> _Selected extract_
>>>>>
Can we produce true tolerance in patients with food allergy?

Immunology Institute, Mount Sinai School of Medicine, New York, NY. Electronic address: .
The Journal of allergy and clinical immunology (Impact Factor: 11.48). 01/2013; 131(1):14-22. DOI: 10.1016/j.jaci.2012.10.058
Source: PubMed


Immune tolerance is defined as nonresponsiveness of the adaptive immune system to antigens. Immune mechanisms preventing inappropriate immune reactivity to innocuous antigens include deletion of reactive lymphocytes and generation of regulatory T (Treg) cells. The normal response to food antigens is the generation of antigen-specific Treg cells. In patients with food allergy, the dominant immune response is a T(H)2-skewed T-cell response and the generation of food-specific IgE antibodies from B cells. It is not known whether a failure of the Treg cell response is behind this inappropriate immune response, but interventions that boost the Treg cell response, such as mucosal immunotherapy, might lead to a restoration of immune tolerance to foods. Tolerance has been notoriously difficult to restore in animal disease models, but limited data from human trials suggest that tolerance (sustained nonresponsiveness) can be re-established in a subset of patients. Furthermore, studies on the natural history of food allergy indicate that spontaneous development of tolerance to foods over time is not uncommon. The current challenge is to understand the mechanisms responsible for restoration of natural or induced tolerance so that interventions can be developed to more successfully induce tolerance in the majority of patients with food allergy.
<<<<<
> _Task directions_
For each statement, say yes or no to whether the food allergy abstract supports it, and quote the words that decide it. (a) The normal response to food antigens is the generation of antigen-specific Treg cells. (b) The abstract states that a failure of the Treg cell response is known to cause the immune response seen in food allergy. (c) Spontaneous development of tolerance to foods over time is described as rare. Rely on the food allergy abstract alone.

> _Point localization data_
>>>>>
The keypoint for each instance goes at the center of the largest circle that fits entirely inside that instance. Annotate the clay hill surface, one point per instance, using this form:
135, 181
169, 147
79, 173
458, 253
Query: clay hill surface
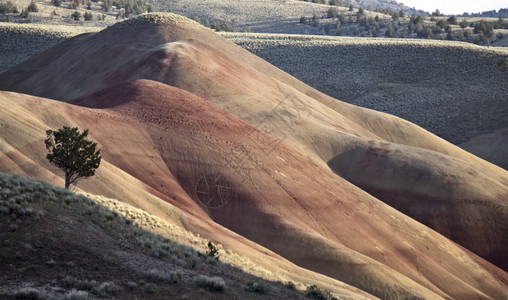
203, 134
<<<<<
> _Response for this exercise_
(a) Yes: "The normal response to food antigens is the generation of antigen-specific Treg cells."
(b) No: "It is not known whether a failure of the Treg cell response is behind this inappropriate immune response"
(c) No: "spontaneous development of tolerance to foods over time is not uncommon"